## Tareas
a – Según el texto sobre la felicidad, ¿en qué contenía la ciudad nuestras mayores riquezas? Enumera todo lo que se menciona.
b – Continúa el texto sobre la felicidad a partir de la frase con que termina, con un párrafo en el mismo tono.

## Texto proporcionado
====
Bendita felicidad
No permitas que tu felicidad dependa
de algo que puedas perder.
C.S. Lewis
Hay
momentos en la vida en los que pensamos que perderemos todo. Una relación que
parecía que iba a durar por siempre, nos deja. El trabajo que creíamos el
mejor, el más cómodo y mejor pago, nos olvida. Esa ciudad que contenía nuestras
mayores riquezas en experiencias, en relaciones, en amigos, un día nos despide.
Nos preguntamos qué hacer en medio de la dolorosa sensación de haber perdido
todo, de no saber hacia dónde ir, de la maldita incertidumbre.
====
## Material mostrado
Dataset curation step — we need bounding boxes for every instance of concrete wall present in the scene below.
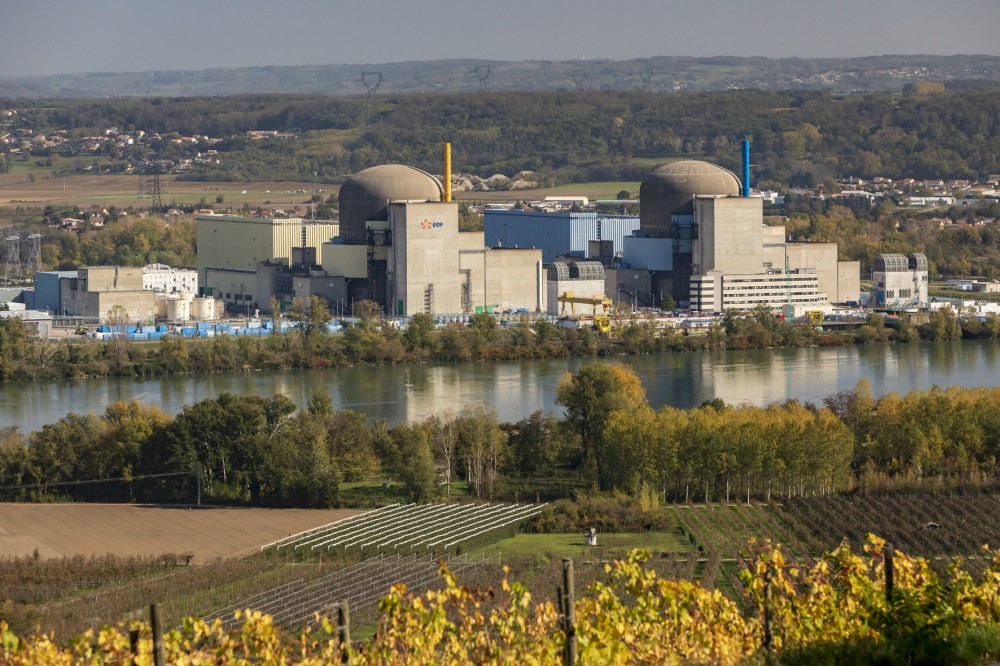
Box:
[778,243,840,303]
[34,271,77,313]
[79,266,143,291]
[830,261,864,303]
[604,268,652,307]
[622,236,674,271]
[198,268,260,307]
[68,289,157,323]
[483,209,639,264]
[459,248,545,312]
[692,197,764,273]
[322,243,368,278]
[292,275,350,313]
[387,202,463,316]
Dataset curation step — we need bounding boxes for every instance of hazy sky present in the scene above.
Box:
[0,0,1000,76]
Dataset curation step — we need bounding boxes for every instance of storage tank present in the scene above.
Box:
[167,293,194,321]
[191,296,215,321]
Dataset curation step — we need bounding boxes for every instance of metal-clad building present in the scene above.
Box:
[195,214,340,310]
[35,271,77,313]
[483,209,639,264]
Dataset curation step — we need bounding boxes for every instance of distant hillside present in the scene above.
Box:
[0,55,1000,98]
====
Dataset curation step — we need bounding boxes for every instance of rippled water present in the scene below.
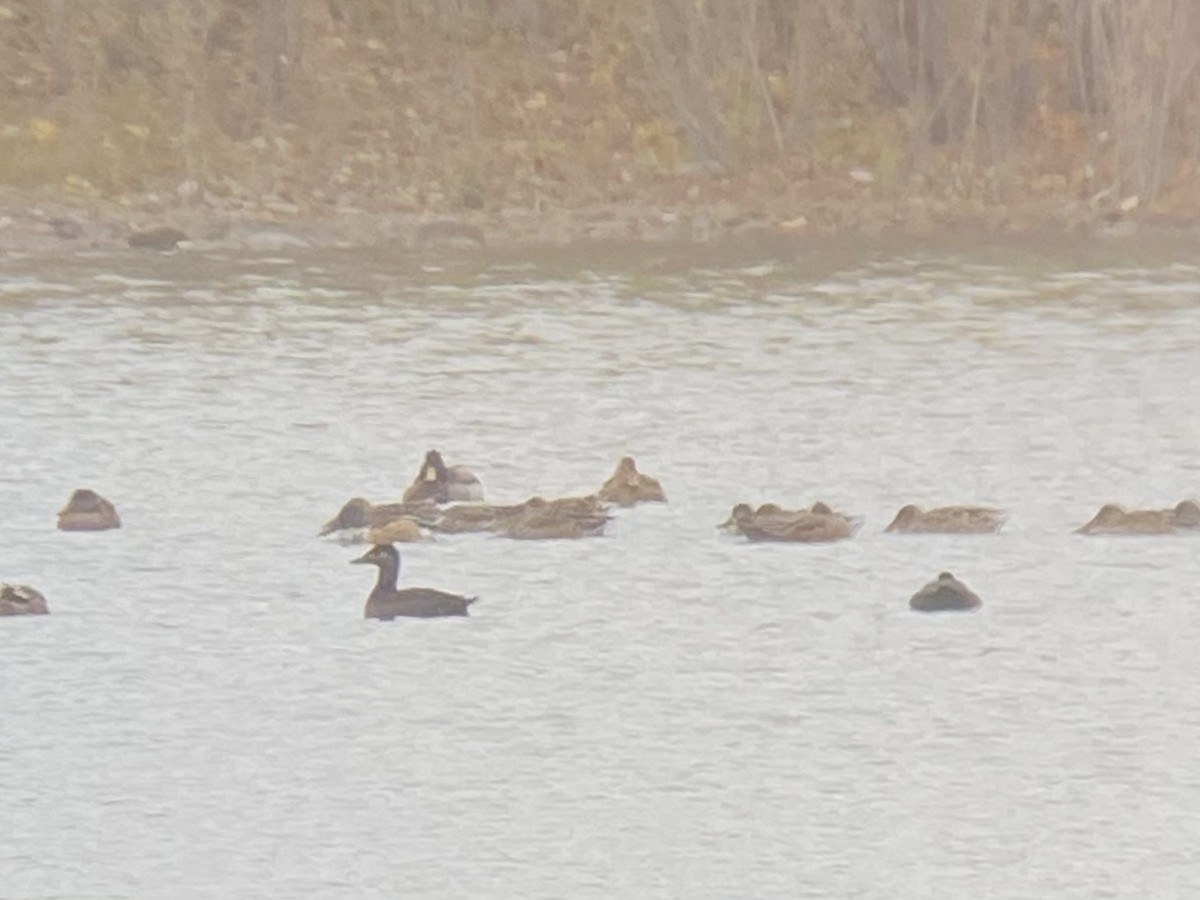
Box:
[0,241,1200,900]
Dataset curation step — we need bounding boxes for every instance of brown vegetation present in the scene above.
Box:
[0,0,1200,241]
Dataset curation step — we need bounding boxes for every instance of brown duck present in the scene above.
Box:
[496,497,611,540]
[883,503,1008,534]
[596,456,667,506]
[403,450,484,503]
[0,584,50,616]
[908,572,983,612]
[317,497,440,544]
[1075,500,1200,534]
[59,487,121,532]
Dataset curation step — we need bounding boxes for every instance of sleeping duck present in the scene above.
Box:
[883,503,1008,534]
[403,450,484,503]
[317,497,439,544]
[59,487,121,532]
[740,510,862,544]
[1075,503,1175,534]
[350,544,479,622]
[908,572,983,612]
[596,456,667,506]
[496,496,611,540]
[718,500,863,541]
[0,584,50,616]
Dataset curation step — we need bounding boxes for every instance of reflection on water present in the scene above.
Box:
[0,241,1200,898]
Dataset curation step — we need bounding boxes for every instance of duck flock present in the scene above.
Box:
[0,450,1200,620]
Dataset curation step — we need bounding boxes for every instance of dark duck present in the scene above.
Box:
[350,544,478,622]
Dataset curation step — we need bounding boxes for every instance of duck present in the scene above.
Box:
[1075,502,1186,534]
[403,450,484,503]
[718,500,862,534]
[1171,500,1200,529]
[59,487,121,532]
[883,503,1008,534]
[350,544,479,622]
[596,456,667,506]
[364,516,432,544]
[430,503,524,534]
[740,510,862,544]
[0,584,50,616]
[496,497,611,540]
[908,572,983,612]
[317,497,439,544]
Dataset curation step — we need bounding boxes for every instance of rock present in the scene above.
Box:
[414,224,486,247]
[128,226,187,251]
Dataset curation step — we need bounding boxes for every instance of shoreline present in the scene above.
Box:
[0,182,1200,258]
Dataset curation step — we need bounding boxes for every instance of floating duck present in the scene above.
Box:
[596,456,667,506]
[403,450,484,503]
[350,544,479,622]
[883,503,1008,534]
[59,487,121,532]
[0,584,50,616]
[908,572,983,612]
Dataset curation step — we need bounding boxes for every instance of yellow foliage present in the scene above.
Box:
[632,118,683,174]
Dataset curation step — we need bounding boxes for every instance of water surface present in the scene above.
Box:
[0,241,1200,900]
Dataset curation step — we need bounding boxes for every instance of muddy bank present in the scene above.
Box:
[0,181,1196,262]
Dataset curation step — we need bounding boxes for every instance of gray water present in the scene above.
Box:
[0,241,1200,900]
====
## Respuestas
a – En experiencias, en relaciones y en amigos.

b –
Hay
personas dotadas de una maravillosa osadía en la vida que tienen un optimismo
que no es común. Cuando uno tiene cerca personas con esta energía es imposible
no salir adelante: si uno no puede, ellos te empujan. Lo complejo es estar solo
y con el mentón en el suelo. Esa situación donde la soledad pesa, nos
aprisiona y nos hace explotar en llanto. Ella está diciéndonos que lo que hemos
perdido tenía valor y que no era algo pasajero, sino que teníamos las fuerzas,
el amor y las ganas de seguir sosteniendo lo insostenible, aun poniendo como
precio nuestra felicidad. Pero la vida es justa y nos reclama que la vivamos.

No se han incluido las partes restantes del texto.